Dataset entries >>
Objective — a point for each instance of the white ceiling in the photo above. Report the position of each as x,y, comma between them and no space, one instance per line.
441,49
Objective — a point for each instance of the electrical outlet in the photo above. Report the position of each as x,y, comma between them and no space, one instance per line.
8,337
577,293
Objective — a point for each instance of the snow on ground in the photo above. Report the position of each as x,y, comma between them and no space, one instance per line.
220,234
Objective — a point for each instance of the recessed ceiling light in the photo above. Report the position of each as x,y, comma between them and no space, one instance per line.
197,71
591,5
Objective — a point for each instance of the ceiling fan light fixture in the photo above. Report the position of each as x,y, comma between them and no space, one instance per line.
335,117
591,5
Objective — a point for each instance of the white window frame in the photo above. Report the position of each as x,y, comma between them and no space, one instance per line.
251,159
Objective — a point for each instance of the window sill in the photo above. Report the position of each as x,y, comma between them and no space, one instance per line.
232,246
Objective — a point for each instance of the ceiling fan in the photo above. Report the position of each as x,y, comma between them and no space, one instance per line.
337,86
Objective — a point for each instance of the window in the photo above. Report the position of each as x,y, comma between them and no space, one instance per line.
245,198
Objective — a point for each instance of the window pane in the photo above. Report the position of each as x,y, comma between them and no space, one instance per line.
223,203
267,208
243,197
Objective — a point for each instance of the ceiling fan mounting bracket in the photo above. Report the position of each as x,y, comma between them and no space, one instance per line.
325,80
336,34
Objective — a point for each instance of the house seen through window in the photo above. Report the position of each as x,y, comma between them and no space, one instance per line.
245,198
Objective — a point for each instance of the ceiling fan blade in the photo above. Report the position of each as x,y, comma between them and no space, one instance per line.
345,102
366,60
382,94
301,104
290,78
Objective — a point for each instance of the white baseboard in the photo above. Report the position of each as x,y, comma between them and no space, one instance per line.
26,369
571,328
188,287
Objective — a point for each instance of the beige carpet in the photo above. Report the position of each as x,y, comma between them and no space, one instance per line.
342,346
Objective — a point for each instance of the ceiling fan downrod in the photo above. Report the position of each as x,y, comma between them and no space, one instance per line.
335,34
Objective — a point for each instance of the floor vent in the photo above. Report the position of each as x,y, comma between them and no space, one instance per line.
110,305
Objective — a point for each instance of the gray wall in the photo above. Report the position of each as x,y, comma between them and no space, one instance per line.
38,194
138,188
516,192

Written problem >> Write out again every line from the one containing "Objective — a point for each instance of the gray" through the end of the items. Add -20 to each coordinate value in the answers and leave all other text unchanged.

Result of the exercise >>
Objective — a point for each instance of the gray wall in the photo above. Report the position of each as x,y, comma between them and no space, one instance per line.
18,174
118,168
496,172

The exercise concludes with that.